Aim:
State how many lines in the entries below contain the string "building", with case counting, and give only that number.
_____
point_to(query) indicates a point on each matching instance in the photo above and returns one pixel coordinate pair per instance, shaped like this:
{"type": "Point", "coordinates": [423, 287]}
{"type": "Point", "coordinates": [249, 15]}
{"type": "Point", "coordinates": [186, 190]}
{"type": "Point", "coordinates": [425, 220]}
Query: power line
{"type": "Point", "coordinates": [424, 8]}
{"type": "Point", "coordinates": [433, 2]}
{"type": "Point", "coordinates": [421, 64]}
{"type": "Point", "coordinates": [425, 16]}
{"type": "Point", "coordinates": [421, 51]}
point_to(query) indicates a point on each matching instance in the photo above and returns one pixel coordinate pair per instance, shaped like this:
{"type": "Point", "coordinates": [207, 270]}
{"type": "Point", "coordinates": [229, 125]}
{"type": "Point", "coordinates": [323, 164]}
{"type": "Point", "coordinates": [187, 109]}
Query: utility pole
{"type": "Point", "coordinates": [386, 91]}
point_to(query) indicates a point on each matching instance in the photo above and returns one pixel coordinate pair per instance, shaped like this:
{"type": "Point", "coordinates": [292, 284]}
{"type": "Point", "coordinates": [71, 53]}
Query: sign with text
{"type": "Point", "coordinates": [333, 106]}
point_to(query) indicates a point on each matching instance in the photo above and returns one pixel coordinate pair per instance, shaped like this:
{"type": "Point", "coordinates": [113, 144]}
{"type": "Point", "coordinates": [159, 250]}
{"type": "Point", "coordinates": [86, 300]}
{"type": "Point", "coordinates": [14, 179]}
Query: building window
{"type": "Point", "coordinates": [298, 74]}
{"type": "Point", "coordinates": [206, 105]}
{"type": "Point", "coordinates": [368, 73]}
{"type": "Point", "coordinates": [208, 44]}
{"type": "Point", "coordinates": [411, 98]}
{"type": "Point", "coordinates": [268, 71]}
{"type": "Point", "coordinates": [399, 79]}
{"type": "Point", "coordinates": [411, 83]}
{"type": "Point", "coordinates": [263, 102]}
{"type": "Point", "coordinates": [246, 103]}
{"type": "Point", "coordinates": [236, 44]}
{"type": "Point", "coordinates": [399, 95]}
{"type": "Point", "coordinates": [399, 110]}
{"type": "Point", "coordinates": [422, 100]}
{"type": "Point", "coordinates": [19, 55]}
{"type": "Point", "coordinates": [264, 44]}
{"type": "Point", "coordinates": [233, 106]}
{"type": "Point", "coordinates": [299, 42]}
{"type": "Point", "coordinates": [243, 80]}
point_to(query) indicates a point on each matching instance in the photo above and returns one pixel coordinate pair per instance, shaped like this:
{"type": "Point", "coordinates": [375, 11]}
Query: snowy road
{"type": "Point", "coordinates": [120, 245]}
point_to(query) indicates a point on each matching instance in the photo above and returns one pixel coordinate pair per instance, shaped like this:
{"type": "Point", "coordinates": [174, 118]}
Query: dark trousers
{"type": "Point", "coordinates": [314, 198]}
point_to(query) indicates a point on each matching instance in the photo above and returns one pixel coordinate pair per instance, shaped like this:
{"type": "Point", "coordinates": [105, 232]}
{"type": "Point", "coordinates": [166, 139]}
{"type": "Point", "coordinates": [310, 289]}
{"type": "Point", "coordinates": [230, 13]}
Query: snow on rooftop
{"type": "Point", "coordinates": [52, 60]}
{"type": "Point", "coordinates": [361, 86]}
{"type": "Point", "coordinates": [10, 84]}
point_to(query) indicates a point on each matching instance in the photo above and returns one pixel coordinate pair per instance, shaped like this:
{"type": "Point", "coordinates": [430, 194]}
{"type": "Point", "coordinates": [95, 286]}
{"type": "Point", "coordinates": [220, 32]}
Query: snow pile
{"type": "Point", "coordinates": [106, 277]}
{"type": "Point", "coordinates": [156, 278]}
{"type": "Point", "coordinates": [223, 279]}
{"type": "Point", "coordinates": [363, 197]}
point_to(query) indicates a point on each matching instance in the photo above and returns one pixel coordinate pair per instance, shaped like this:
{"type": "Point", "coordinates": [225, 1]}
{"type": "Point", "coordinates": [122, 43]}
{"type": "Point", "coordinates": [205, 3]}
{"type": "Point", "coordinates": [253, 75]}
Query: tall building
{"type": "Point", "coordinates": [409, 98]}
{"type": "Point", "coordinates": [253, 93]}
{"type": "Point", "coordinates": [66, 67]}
_____
Right answer:
2